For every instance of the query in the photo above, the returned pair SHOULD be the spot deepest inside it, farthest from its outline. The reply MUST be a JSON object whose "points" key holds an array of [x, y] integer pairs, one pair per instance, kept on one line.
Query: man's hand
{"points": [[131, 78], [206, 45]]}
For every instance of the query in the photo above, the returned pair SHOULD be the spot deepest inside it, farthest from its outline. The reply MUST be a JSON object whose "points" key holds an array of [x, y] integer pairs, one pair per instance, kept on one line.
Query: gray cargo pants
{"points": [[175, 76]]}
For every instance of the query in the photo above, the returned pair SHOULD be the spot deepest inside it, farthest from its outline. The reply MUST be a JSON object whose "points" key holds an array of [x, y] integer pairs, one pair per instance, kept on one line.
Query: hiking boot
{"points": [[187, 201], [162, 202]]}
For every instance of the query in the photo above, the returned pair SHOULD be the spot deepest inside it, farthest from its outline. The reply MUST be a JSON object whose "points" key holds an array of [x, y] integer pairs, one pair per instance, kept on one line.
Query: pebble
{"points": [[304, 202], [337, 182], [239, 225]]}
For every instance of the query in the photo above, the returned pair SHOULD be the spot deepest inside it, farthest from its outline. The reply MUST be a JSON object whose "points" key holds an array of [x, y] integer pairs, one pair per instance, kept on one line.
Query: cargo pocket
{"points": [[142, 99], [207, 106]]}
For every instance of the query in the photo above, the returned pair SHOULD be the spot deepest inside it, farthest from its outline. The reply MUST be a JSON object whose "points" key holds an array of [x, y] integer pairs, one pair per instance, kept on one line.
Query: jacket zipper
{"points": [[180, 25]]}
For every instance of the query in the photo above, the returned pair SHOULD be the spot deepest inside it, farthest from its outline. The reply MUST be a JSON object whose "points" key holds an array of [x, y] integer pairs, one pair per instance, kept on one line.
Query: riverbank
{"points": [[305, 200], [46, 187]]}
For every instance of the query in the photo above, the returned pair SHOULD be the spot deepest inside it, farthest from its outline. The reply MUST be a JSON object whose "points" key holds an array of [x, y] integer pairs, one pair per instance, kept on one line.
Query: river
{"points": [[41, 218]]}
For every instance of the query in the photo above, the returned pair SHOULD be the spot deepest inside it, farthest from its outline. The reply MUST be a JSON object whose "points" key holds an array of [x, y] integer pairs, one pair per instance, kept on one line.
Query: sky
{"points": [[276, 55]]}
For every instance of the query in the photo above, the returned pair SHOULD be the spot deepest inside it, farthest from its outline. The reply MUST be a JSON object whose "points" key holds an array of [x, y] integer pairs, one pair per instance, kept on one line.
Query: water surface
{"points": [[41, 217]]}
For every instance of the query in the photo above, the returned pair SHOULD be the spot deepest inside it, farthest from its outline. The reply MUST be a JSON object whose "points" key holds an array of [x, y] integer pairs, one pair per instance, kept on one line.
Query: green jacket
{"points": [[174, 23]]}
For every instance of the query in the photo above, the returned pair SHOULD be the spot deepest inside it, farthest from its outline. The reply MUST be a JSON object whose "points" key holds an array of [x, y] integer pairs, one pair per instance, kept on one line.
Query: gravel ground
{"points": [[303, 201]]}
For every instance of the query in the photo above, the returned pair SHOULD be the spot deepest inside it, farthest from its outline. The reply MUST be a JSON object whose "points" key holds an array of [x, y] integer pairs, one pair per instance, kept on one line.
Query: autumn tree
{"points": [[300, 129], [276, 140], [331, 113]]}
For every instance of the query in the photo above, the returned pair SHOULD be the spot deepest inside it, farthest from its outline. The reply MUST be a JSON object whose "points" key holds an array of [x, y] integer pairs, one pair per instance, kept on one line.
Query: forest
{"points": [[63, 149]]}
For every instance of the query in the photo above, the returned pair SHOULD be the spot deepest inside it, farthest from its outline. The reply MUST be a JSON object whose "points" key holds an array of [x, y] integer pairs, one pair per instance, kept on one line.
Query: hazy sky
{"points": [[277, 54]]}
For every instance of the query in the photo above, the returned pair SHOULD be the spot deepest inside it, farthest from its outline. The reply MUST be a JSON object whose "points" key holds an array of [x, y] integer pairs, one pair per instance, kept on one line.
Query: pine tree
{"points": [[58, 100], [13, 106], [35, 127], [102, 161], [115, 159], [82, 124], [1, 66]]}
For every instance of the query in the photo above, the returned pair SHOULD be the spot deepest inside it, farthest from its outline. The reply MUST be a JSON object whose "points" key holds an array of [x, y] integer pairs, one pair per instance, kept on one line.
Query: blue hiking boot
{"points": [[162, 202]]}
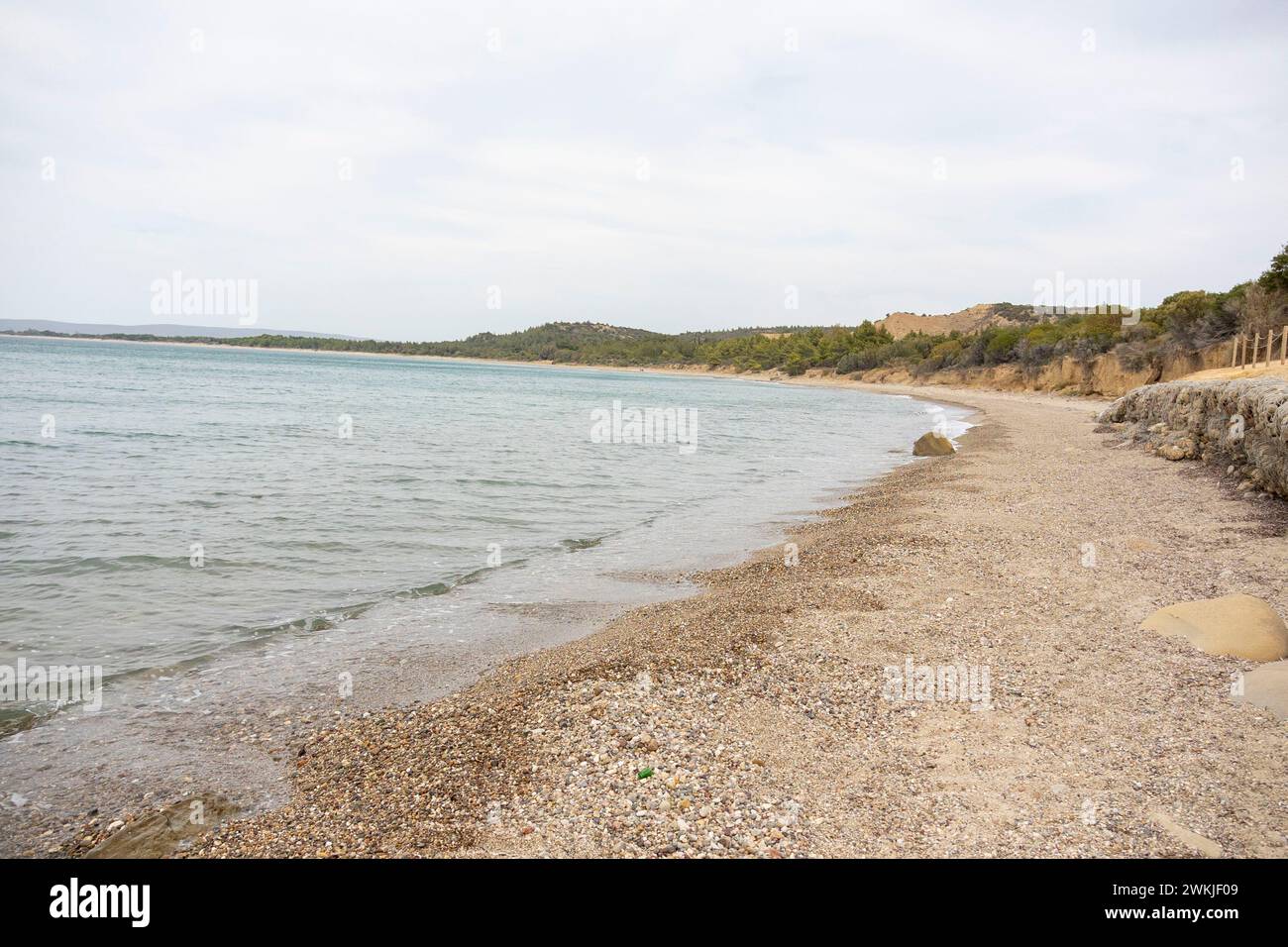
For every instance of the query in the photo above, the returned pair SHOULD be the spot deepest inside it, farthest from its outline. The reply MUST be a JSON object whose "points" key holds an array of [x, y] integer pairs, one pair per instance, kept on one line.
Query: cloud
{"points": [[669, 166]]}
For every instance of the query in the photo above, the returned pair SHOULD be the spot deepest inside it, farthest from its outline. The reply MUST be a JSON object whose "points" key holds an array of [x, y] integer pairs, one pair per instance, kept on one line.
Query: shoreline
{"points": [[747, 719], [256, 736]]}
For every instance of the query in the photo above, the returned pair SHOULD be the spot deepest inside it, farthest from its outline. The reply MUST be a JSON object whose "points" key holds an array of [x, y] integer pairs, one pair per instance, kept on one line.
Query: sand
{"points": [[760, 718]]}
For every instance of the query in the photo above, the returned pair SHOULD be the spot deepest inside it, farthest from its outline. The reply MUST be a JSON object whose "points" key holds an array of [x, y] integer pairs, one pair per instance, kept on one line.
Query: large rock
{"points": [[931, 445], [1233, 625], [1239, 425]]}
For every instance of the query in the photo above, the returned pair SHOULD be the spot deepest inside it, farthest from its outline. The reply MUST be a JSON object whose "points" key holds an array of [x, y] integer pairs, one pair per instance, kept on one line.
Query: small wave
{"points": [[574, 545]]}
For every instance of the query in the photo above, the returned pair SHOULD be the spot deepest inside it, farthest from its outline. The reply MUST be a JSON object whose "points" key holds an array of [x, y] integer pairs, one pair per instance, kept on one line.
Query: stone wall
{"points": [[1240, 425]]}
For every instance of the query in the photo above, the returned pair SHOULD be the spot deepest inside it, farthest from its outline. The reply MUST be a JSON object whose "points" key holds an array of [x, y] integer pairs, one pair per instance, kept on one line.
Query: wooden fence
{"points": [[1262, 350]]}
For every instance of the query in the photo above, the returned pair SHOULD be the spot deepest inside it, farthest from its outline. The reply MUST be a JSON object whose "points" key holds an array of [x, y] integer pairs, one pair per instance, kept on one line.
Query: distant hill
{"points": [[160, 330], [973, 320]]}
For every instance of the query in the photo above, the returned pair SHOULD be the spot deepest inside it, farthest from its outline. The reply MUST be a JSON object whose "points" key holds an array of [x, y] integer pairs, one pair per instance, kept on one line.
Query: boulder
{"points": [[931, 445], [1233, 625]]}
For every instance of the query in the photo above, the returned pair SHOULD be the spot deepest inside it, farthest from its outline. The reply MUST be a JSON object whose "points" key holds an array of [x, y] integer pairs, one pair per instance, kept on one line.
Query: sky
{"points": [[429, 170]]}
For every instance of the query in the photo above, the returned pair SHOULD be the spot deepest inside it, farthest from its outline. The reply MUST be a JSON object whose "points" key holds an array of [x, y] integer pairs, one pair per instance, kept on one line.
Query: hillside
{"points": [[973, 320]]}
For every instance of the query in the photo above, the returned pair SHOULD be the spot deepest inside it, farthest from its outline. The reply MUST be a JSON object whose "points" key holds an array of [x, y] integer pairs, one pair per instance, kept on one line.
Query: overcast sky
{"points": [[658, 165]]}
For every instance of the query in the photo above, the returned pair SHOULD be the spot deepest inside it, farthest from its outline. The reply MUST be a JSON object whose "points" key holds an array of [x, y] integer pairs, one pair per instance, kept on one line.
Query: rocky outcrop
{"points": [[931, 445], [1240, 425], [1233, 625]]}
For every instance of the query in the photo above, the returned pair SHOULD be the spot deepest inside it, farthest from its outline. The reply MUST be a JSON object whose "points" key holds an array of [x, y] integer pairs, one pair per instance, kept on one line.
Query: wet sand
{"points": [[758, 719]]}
═══
Exercise directions: Locate every line in the records above that contains the word "cargo", and copy each of those lines in full.

Written response:
Query: gray cargo pants
Query: cargo pocket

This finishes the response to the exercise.